Copy out the lines from the one containing "fountain shown above." through the end of the records, requests included, and offset every coordinate in the answers by adding -43 to it.

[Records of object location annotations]
::::::

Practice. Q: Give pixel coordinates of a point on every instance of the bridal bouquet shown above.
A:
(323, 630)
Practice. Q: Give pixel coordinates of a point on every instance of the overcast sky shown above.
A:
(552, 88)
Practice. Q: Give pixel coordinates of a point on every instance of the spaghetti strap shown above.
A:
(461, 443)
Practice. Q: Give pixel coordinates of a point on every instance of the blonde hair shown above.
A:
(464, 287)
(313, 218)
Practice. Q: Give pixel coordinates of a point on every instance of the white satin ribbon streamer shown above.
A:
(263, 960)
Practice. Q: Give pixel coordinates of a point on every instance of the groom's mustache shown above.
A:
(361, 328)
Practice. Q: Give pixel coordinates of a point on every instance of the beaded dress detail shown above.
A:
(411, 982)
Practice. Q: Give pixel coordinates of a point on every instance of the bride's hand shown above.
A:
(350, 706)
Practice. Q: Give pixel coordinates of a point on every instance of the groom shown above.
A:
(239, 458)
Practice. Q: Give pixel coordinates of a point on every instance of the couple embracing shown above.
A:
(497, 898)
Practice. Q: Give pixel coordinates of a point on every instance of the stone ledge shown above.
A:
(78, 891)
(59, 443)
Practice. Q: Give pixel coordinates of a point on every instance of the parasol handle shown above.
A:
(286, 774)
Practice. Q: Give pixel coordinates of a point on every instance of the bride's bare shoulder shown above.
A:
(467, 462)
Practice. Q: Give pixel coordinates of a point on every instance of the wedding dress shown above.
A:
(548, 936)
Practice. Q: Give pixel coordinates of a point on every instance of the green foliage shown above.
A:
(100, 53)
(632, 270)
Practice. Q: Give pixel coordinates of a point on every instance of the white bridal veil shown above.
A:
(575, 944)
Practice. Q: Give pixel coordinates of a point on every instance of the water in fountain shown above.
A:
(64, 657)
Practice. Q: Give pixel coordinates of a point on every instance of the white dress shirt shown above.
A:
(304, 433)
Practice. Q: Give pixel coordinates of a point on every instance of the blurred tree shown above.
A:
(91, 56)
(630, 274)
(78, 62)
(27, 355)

::::::

■ **CORRECT OUTPUT**
Practice. Q: Give pixel coordinates of a point on every instance of the water in fountain shown above.
A:
(21, 614)
Practice. Q: Give pixel coordinates of a point on every instance of the white dress shirt shown above.
A:
(261, 390)
Practice. Q: Give pixel coordinates of a point on every instance of the blurred tree shown above.
A:
(48, 13)
(587, 231)
(35, 19)
(-16, 312)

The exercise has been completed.